**Tasks to complete**:
[A] In the passage on reproductive technologies and parenthood, what have some American soldiers been reported to do before shipping out to a battle zone?
[B] Pick up the passage on reproductive technologies and parenthood after its final sentence and continue it.

Quoted passage Start Marker

Concerns about the meaning of parenthood are directly raised by
cryopreservation, ooplasm transfer, and the possible use of fetal
oocytes. For example, cryopreservation of sperm and embryos makes
posthumous parentage possible. For instance, some American soldiers
have been reported to store up sperm on the eve of shipping out
to a battle zone. And instances have been reported in which women
have requested that their newly deceased husband’s sperm be
harvested via assisted sperm retrieval and used for artificial insemination.
If techniques for cryopreservation of ova are ever perfected, or
if ova can be derived from adult stem cells, new opportunities for
posthumous conception involving deceased women will arise.
Ooplasm transfer raises slightly different issues of parenthood.
Because the donated ooplasm contains mitochondrial DNA from the
donor, the resulting child receives a genetic contribution from
three different persons. Moreover, because mitochondrial DNA is
maternally inherited, if the resulting child is female, she will
pass on to her child the genetic contribution of both her mother
and the female ooplasm donor.
A projected technique that combines the ethical concerns of posthumous
conception and ooplasm transfer is the harvesting and use of fetal
oocytes. Some researchers have posited that oocytes (or their precursors)
might be harvested from aborted fetuses and used as donated ova
(once they have matured in vitro) or for tissue transplantation
to patients who have impaired ovarian function. In the first instance,
the aborted fetus could fairly be considered the genetic mother
of a child-to-be, and in the second instance it would contribute
some genetic information to the resulting child. If recent studies
in mice deriving oocytes from embryonic stem cells80
can be repeated in humans, a five-day-old embryo (source of the
stem cells) could become the genetic mother of new children.
Fetal reduction raises its own set of concerns. In this procedure,
parents effectively make the choice that some unborn children (each
of which was conceived in the hope that it would become a live-born
child to term) will live and some will die. Regardless of one’s
views on abortion in general or the precise moral status one assigns
to the fetus, such selective and deadly invasion of a life-yielding
pregnancy is disquieting.

Quoted passage End Marker
Dataset content Start Marker

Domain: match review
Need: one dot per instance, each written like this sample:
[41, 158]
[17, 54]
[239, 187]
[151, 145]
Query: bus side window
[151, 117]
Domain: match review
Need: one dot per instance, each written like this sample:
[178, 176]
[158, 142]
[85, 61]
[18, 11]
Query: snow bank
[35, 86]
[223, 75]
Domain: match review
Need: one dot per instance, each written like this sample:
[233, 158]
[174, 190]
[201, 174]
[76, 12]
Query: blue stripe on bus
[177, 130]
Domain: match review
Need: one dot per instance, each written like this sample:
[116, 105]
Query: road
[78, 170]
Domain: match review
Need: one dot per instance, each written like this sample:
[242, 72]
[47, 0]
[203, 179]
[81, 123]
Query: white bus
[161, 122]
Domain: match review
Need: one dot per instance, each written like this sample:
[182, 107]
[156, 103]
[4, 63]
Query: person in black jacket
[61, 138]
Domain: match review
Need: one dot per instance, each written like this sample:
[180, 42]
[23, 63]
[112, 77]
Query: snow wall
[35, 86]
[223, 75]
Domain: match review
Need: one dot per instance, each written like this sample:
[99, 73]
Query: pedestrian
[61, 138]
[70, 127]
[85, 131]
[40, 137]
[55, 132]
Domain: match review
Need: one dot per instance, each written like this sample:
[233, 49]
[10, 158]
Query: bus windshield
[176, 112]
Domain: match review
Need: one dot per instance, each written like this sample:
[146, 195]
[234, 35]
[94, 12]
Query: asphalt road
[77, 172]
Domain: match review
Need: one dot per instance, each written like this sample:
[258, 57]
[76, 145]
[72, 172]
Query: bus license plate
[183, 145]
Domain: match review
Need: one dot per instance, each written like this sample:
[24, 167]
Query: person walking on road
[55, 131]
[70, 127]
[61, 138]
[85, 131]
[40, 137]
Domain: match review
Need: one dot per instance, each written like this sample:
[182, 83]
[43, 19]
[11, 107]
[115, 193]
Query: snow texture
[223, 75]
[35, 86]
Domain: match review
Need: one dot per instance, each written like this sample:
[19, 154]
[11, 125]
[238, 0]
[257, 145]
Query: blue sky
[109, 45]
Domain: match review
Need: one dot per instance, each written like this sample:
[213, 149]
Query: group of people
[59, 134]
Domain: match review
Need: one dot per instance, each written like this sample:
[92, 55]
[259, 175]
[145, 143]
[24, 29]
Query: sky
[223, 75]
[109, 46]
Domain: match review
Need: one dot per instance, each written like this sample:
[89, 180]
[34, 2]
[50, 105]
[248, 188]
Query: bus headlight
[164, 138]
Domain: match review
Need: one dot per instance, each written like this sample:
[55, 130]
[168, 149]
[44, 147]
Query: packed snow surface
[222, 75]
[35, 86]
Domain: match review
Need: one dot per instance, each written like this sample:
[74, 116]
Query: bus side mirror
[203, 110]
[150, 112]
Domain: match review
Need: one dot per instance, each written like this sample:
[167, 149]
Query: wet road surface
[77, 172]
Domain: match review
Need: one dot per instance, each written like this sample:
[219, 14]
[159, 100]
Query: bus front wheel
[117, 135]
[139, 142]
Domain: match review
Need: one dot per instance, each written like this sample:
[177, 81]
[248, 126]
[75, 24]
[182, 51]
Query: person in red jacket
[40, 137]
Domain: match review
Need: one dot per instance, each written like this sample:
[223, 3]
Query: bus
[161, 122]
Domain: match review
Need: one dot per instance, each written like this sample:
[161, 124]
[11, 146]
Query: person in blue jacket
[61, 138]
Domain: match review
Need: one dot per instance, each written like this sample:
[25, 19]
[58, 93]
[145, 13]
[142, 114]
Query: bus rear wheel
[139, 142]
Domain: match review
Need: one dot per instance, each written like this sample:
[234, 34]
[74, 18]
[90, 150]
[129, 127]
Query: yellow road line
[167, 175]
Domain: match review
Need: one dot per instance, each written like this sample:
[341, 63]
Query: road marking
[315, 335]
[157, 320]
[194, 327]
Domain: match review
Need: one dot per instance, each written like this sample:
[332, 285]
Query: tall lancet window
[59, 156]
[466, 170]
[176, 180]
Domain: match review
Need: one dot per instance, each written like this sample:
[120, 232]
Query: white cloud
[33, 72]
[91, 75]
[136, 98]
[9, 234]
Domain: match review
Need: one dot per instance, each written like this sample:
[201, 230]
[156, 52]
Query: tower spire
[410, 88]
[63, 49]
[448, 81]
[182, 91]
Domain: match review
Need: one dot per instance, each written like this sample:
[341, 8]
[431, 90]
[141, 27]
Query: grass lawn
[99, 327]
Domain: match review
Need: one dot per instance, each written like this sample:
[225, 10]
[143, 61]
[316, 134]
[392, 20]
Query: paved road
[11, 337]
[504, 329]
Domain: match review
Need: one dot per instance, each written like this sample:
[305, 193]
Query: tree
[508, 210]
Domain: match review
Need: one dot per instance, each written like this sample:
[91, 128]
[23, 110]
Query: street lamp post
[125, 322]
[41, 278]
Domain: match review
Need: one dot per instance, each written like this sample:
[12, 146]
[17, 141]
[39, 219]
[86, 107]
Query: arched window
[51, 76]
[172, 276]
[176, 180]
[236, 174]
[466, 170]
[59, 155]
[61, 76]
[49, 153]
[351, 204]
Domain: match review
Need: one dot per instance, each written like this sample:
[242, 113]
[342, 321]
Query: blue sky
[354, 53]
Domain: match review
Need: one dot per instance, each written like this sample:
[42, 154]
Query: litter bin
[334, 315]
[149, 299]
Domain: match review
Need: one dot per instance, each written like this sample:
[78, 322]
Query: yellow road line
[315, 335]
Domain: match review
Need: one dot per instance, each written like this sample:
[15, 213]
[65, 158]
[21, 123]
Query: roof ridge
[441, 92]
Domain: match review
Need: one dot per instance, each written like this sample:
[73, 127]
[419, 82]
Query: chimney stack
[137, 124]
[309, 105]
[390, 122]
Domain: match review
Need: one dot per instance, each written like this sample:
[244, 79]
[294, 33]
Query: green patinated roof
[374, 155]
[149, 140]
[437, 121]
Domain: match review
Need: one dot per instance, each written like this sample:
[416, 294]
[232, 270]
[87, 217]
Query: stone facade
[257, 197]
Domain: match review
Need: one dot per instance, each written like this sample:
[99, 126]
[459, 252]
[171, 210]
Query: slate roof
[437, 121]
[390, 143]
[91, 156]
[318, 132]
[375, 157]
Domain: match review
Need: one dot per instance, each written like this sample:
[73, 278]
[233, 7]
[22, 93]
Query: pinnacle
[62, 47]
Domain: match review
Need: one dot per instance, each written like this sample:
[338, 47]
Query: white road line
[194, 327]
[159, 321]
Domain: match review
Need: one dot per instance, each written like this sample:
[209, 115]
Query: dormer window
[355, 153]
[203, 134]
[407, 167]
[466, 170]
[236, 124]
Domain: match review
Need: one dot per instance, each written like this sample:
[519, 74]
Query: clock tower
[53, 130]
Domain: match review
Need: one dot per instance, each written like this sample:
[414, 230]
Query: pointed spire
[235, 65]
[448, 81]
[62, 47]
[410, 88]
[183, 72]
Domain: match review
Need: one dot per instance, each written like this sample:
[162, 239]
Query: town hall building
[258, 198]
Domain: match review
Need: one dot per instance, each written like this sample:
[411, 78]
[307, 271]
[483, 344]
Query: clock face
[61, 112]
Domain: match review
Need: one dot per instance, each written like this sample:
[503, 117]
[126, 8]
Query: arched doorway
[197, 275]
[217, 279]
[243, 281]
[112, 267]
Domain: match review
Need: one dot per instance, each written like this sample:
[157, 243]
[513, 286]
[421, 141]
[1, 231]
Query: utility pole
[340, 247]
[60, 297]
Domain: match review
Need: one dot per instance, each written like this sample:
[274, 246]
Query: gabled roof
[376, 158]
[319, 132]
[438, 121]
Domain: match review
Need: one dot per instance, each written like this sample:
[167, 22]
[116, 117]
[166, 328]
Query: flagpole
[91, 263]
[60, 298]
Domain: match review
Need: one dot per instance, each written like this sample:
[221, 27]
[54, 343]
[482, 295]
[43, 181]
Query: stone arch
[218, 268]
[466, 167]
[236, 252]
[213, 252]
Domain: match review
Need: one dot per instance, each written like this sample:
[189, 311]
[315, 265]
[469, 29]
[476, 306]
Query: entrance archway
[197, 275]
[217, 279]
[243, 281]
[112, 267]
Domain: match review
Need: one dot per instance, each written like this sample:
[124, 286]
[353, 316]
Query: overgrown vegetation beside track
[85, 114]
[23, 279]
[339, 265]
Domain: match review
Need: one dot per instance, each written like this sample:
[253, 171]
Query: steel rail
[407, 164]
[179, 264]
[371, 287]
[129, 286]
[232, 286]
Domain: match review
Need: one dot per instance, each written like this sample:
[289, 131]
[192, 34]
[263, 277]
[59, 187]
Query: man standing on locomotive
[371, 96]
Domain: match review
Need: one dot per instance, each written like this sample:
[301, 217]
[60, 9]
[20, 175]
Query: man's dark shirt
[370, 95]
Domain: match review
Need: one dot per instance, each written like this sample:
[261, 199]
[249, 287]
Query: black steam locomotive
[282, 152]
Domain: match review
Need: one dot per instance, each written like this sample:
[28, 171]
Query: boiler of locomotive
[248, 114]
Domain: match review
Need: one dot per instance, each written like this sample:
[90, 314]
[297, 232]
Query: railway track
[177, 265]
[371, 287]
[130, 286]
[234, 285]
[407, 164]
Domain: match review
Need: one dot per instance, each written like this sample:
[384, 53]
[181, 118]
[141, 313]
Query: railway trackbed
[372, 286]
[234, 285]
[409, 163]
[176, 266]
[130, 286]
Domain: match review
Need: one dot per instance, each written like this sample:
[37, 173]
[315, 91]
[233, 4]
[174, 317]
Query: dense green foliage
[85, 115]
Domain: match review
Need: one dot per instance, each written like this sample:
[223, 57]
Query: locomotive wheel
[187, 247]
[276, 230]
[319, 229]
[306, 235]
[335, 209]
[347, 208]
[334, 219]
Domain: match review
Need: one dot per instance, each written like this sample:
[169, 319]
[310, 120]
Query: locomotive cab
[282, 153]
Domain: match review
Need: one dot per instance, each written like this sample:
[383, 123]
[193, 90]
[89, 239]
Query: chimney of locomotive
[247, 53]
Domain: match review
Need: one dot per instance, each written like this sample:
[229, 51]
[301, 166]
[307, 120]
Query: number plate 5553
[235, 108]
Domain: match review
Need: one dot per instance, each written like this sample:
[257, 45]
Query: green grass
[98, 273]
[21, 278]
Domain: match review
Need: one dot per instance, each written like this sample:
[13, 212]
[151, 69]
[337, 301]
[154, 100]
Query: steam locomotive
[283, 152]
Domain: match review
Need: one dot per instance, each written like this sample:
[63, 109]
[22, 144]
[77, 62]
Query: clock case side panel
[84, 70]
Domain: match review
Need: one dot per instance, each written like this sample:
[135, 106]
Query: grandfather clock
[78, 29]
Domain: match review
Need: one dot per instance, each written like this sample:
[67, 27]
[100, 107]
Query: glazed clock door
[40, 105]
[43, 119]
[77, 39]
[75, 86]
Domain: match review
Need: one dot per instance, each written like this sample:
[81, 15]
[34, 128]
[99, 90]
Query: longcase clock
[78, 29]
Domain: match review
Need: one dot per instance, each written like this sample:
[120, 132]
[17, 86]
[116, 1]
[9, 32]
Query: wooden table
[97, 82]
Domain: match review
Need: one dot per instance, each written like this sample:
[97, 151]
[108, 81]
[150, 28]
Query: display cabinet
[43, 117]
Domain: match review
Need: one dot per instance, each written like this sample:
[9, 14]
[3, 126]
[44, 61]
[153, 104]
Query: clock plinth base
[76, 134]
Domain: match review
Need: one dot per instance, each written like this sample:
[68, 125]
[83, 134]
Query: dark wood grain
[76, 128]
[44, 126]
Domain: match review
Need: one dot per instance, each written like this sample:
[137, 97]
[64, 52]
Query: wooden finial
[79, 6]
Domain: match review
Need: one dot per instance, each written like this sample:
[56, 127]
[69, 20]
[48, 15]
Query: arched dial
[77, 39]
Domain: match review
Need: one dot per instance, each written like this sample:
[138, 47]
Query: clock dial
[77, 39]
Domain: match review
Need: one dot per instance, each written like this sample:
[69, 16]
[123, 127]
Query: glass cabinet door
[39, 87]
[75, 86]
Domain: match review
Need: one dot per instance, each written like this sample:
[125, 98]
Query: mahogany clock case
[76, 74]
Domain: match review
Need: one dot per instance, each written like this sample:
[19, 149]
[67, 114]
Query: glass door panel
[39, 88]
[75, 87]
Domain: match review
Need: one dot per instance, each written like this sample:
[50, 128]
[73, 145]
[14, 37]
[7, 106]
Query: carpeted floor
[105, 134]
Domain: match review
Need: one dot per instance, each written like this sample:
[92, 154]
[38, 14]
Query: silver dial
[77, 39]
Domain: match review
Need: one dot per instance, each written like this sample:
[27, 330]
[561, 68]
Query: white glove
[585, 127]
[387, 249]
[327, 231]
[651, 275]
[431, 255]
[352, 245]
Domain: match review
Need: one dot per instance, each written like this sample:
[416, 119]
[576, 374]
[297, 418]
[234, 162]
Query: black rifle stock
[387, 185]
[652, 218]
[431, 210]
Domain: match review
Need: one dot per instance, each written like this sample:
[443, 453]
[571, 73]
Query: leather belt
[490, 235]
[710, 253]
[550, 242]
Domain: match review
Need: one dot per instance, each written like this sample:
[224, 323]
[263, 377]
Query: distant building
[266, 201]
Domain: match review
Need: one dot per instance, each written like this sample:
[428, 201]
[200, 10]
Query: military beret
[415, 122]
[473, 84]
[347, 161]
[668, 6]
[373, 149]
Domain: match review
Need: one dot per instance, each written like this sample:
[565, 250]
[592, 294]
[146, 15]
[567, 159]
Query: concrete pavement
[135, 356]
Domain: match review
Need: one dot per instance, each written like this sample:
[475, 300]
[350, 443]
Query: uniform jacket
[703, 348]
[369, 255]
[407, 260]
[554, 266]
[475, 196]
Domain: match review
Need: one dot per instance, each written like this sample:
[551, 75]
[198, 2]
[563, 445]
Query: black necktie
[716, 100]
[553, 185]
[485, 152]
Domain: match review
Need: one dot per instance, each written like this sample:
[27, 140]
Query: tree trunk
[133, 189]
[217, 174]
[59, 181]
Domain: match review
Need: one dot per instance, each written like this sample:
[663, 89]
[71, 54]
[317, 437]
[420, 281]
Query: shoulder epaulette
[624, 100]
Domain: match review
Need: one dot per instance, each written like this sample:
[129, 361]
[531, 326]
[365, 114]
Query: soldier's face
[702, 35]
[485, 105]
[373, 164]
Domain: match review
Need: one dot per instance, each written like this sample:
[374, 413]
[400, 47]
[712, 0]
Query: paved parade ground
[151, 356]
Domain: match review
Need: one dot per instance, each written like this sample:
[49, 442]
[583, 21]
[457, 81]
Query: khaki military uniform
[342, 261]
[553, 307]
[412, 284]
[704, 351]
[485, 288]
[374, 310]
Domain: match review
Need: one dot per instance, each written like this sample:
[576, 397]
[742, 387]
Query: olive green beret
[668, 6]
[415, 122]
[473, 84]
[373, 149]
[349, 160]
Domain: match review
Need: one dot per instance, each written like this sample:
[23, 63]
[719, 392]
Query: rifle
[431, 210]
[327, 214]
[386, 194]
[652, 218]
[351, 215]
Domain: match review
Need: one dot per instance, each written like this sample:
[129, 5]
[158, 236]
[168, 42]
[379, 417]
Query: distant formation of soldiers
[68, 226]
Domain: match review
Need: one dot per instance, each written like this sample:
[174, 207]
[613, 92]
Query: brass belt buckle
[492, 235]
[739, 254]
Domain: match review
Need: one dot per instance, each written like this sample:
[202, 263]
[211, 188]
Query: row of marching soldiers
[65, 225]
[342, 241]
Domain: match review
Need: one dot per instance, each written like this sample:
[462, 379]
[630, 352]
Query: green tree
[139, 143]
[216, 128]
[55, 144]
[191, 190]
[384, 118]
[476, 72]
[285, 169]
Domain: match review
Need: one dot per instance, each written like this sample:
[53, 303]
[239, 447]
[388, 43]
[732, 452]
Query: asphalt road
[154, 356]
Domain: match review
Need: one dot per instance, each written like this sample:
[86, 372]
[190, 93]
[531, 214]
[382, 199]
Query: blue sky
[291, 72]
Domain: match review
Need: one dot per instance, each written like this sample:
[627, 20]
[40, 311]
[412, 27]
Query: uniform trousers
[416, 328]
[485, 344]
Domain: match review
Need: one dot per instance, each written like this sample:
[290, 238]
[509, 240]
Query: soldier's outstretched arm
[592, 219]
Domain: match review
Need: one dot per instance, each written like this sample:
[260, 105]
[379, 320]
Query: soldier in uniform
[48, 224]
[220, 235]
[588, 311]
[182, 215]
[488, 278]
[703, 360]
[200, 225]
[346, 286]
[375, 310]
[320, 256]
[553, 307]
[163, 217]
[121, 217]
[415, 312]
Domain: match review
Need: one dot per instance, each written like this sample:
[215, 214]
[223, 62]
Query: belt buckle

Dataset content End Marker

**Answers**:
[A] They have been reported to store up sperm.

[B]
Use and Destruction of Nascent Human Life
The new powers to initiate life by artificial means also entail
the loss of embryonic life, especially where superovulation is used
and many ova are fertilized at once. Large numbers of embryos die
at all stages of the process of assisted reproduction (in vitro
and in vivo).xvii
An unknown number of additional embryos are destroyed when it is
determined that they are no longer needed or desired. Some of these
embryos are destroyed at the clinics where they were created. Still
others are donated to researchers, who use them in experiments that
involve or lead to their destruction. Thousands of embryos are cryopreserved
for indefinite periods of time. As previously noted, there were
an estimated 400,000 embryos in cryostorage in the United States
as of April 11, 2002.
To the extent that the early human embryo is entitled to moral respect,
actions that result in the end of embryonic life are significant
and require careful consideration.
Current Regulation
The following detailed discussion provides an overview of the current
state of regulation of the biotechnologies and practices discussed
above. The discussion will be broadly divided into sections treating
the governmental and nongovernmental regulation of assisted reproduction,
both direct and indirect. Each source of regulation will be described
in terms of its aims, animating values, jurisdictional scope and
requirements, mechanisms of regulation, and efficacy.
Direct Governmental Regulation of Assisted Reproduction
A. Federal Oversight.
1. Consumer Protection and Embryo Laboratory Standards.
There is only one federal statute that aims at the regulation of
assisted reproduction as such: The Fertility Clinic Success Rate
and Certification Act of 1992 (“the Act”).81
The purposes of the statute and its related regulations are twofold:
(i) to provide consumers with reliable and useful information about
the efficacy of ART services provide by fertility clinics, and (ii)
to provide states with a model certification process for embryo
laboratories.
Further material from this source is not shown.